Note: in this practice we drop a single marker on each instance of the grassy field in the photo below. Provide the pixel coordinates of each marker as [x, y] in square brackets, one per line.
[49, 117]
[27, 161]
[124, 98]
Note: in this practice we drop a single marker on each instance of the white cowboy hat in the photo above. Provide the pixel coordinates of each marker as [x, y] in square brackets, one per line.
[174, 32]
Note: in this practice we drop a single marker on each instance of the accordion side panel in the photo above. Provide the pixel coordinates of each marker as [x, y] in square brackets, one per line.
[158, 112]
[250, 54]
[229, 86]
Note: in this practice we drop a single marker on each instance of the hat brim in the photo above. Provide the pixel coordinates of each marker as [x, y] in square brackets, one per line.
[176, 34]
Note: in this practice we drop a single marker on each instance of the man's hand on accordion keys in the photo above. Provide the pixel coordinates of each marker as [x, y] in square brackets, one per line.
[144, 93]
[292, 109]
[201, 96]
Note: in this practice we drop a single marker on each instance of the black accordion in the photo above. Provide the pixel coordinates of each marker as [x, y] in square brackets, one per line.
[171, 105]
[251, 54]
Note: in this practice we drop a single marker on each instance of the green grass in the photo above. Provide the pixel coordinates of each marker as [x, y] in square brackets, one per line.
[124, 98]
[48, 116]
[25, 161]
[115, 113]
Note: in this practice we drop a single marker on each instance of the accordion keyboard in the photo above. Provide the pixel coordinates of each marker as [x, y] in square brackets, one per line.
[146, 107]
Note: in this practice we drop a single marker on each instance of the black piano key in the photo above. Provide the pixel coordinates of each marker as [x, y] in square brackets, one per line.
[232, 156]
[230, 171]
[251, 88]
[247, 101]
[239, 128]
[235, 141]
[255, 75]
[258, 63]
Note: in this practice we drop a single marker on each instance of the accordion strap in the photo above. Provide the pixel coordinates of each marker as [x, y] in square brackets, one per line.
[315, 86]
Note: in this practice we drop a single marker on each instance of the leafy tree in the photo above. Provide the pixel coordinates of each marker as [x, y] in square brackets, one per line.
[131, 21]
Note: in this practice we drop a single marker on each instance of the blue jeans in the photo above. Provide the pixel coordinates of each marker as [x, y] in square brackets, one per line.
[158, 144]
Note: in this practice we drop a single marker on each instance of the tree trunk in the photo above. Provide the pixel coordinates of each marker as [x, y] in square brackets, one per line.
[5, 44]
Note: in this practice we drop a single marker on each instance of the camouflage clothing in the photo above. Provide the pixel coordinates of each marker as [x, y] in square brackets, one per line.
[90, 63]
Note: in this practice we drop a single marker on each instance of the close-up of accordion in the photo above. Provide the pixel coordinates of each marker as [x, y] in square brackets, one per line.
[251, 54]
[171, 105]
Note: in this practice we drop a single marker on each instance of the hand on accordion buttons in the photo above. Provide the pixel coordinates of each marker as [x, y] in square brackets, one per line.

+ + + +

Problem to work on: Give all the entries again exactly; leave none out.

Complete response:
Note: in this practice we drop a single marker on each instance of the grassy field in the photo below. Provide the pixel coordinates of each marker as [x, y] in square brackets, one per line.
[49, 117]
[27, 161]
[124, 98]
Note: in this practice we drop a single marker on each instance of the white cowboy hat in the photo above. Provide the pixel coordinates of each marker as [x, y] in square brackets, one per line.
[174, 32]
Note: in this practice we drop a single marker on each instance of the accordion side panel in the photo above. Provide the pixel coordinates of each marker as [x, y] in square brackets, one per line.
[158, 112]
[250, 54]
[229, 86]
Note: in this practice we drop a single marker on each instance of the hat brim in the photo above. Provide the pixel coordinates of each marker as [x, y] in square brackets, one per line.
[176, 34]
Note: in this practice we drop a single marker on each instance of the man's hand on accordion keys in the photo above. Provide the pixel coordinates of each marker as [x, y] in square brackets, one per line.
[144, 93]
[292, 109]
[201, 96]
Note: in this practice we drop a single marker on each instance of the black accordion in the photo above. Provide the pixel coordinates of each marker as [x, y] in square brackets, one per line.
[171, 105]
[251, 54]
Note: in this practice we drop a single marker on each instance of the green grass in the photo above. Provide the pixel coordinates of each marker as [x, y] in square brackets, one per line.
[124, 98]
[48, 116]
[25, 161]
[115, 113]
Note: in this practice we drop a single marker on each instance of the accordion keyboard in the photo above. Provide the pixel coordinates of each marker as [x, y] in square brackets, one per line.
[146, 107]
Note: in this practice we drop a single marker on each instance of the black piano key in the photo above. Provide the pixel coordinates of each marker as [x, y] in square brackets, one per line.
[232, 156]
[230, 171]
[251, 88]
[247, 101]
[239, 128]
[235, 141]
[255, 75]
[258, 63]
Note: in this practice we drop a single marker on each instance of the accordion strap in the photo above. Provide the pixel coordinates of each marker as [x, y] in square brackets, one per line.
[315, 86]
Note: in this practice we drop a single marker on each instance of the leafy tree in the photo above. Provide the pixel coordinates of each marker as [x, y] in square brackets, one per line.
[131, 21]
Note: in this practice we drop a single marker on each instance of the blue jeans in the photo above. Provide the pixel coordinates of each marker as [x, y] in square brackets, one per line.
[158, 144]
Note: in this practice we drop a single marker on each instance of the tree trunk in the photo above. Provide the pixel coordinates of each marker as [x, y] in square brackets, one per line.
[5, 44]
Note: in this practice we drop a single marker on each instance of the camouflage clothing in the photo above. Provide the pixel coordinates of each marker as [x, y] in square brackets, one per line.
[90, 63]
Note: in this practice we drop a single marker on each instance of the close-up of accordion in the photo above. Provide the pixel coordinates of each marker as [x, y] in square brackets, one per line.
[251, 54]
[171, 105]
Note: in this practice we drop a single marker on each instance of the hand on accordion buttons in the photo above. Provide the pixel coordinates of each marker as [x, y] in square brackets, one per line.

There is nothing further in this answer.